> [EXERCISE GOAL] An exact copy of all the entries below is what this task needs.

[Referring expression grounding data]

_____

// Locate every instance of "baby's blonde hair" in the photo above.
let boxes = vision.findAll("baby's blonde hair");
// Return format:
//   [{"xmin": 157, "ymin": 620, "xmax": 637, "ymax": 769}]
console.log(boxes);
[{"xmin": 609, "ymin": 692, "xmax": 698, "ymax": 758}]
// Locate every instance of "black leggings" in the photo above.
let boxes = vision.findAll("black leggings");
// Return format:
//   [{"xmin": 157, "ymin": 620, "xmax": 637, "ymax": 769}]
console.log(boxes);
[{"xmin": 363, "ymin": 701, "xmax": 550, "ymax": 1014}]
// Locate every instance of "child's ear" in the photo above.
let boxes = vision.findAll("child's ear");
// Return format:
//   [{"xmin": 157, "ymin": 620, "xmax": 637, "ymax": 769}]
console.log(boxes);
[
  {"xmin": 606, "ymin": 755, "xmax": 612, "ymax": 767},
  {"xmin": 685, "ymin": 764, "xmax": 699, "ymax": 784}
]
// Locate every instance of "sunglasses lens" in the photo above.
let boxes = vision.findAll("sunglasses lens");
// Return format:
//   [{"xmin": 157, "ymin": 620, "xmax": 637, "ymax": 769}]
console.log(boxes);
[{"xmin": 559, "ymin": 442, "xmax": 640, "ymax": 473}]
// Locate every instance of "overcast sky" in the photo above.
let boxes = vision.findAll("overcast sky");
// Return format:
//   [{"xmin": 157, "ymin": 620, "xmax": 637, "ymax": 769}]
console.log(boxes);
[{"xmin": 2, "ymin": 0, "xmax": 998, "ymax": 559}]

_____

> [TASK SOLUTION]
// Locate every instance of "baby's blonde hair" in the photo above.
let boxes = vision.findAll("baby's blonde hair");
// Return format:
//   [{"xmin": 157, "ymin": 620, "xmax": 637, "ymax": 769}]
console.log(boxes);
[{"xmin": 609, "ymin": 692, "xmax": 698, "ymax": 758}]
// Locate every instance of "black leggings" in the photo above.
let boxes = vision.findAll("black leggings");
// Return format:
//   [{"xmin": 157, "ymin": 620, "xmax": 637, "ymax": 769}]
console.log(boxes);
[{"xmin": 363, "ymin": 701, "xmax": 550, "ymax": 1014}]
// Locate every instance of "child's ear" in the photo above.
let boxes = vision.findAll("child's ear");
// Return format:
//   [{"xmin": 157, "ymin": 620, "xmax": 637, "ymax": 769}]
console.log(boxes);
[
  {"xmin": 606, "ymin": 755, "xmax": 612, "ymax": 767},
  {"xmin": 685, "ymin": 764, "xmax": 699, "ymax": 784}
]
// Locate every instance of "sunglasses lens" in the photo above.
let boxes = vision.findAll("sunglasses lens");
// Return format:
//   [{"xmin": 157, "ymin": 620, "xmax": 637, "ymax": 769}]
console.log(boxes);
[{"xmin": 559, "ymin": 442, "xmax": 640, "ymax": 473}]
// Locate every instance of "overcast sky" in the photo above.
let boxes = vision.findAll("overcast sky");
// Return format:
//   [{"xmin": 157, "ymin": 620, "xmax": 637, "ymax": 769}]
console.log(boxes);
[{"xmin": 2, "ymin": 0, "xmax": 998, "ymax": 559}]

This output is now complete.